• SUPPLIED TEXT:
* START *

Rather than add a helper to zap "for memtype", add a helper to query if KVM honors
guest MTRRs.  The "for memtype" isn't intuitive and ends up being incomplete.
That will also allow for deduplicating other code (and a comment).  Waiting until
the zap also wastes cycles in the MTRR case, there's no need to compute start and
end if the zap will ultimately be skipped.

E.g. over two or three patches:

---
 arch/x86/kvm/mmu.h     |  1 +
 arch/x86/kvm/mmu/mmu.c | 19 ++++++++++++++-----
 arch/x86/kvm/mtrr.c    |  2 +-
 arch/x86/kvm/x86.c     |  2 +-
 4 files changed, 17 insertions(+), 7 deletions(-)

diff --git a/arch/x86/kvm/mmu.h b/arch/x86/kvm/mmu.h
index 92d5a1924fc1..c3c50ec9d9db 100644
--- a/arch/x86/kvm/mmu.h
+++ b/arch/x86/kvm/mmu.h
@@ -103,6 +103,7 @@ static inline u8 kvm_get_shadow_phys_bits(void)
 void kvm_mmu_set_mmio_spte_mask(u64 mmio_value, u64 mmio_mask, u64 access_mask);
 void kvm_mmu_set_me_spte_mask(u64 me_value, u64 me_mask);
 void kvm_mmu_set_ept_masks(bool has_ad_bits, bool has_exec_only);
+bool kvm_mmu_honors_guest_mtrrs(struct kvm *kvm);
 
 void kvm_init_mmu(struct kvm_vcpu *vcpu);
 void kvm_init_shadow_npt_mmu(struct kvm_vcpu *vcpu, unsigned long cr0,
diff --git a/arch/x86/kvm/mmu/mmu.c b/arch/x86/kvm/mmu/mmu.c
index c8961f45e3b1..a2b1723bc6a4 100644
--- a/arch/x86/kvm/mmu/mmu.c
+++ b/arch/x86/kvm/mmu/mmu.c
@@ -4512,12 +4512,10 @@ static int kvm_tdp_mmu_page_fault(struct kvm_vcpu *vcpu,
 }
 #endif
 
-int kvm_tdp_page_fault(struct kvm_vcpu *vcpu, struct kvm_page_fault *fault)

* END *

• TASK TO CARRY OUT:
Do these statements agree with the KVM MTRR patch text above? Answer yes or no for each and quote the deciding words.
1. The text proposes a helper that queries whether KVM honors guest MTRRs.
2. The change summary reports 7 insertions and 17 deletions.
3. The text says waiting until the zap wastes cycles in the MTRR case.

• INFORMATION PROVIDED:

* START *

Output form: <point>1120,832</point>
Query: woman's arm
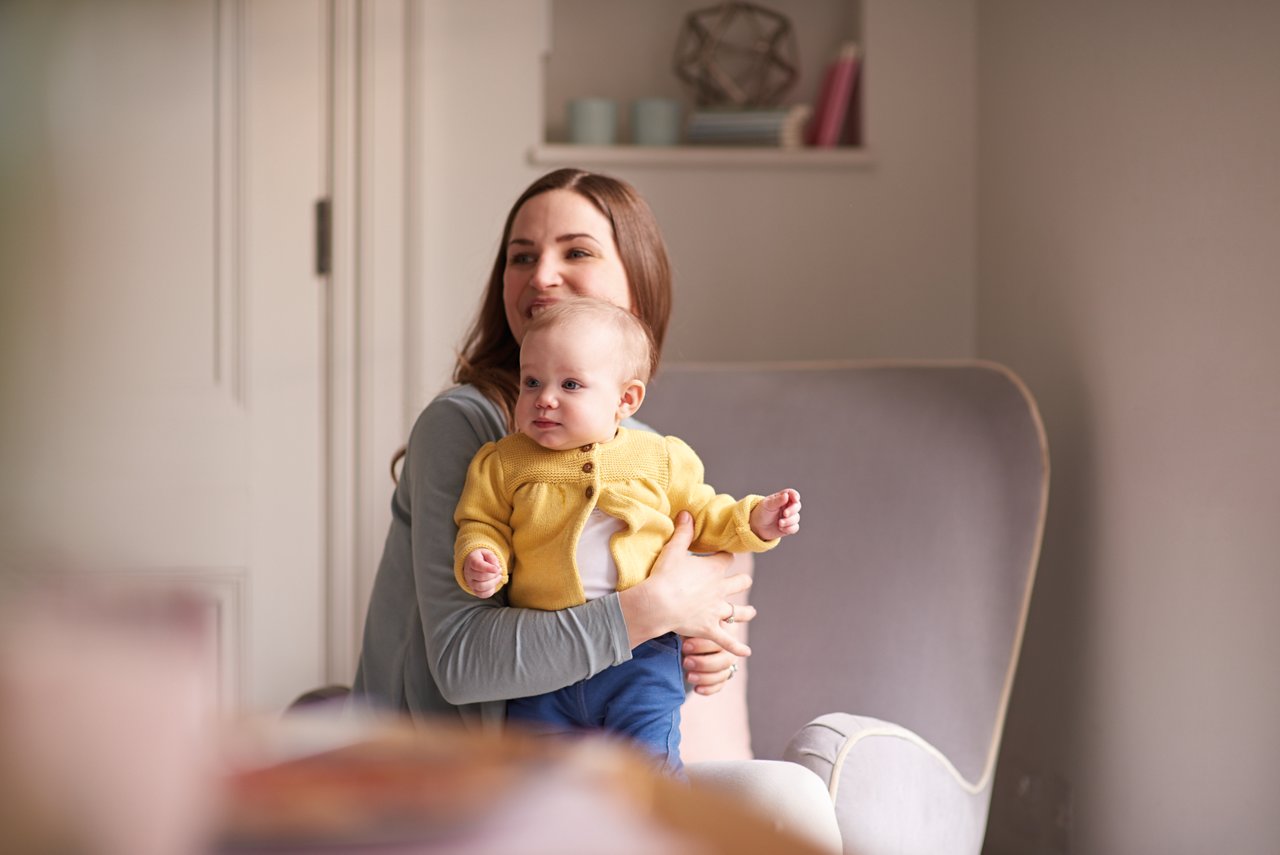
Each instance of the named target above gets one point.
<point>479,649</point>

* END *

• EXERCISE SOLUTION:
1. Yes: "add a helper to query if KVM honors guest MTRRs."
2. No: "4 files changed, 17 insertions(+), 7 deletions(-)"
3. Yes: "Waiting until the zap also wastes cycles in the MTRR case"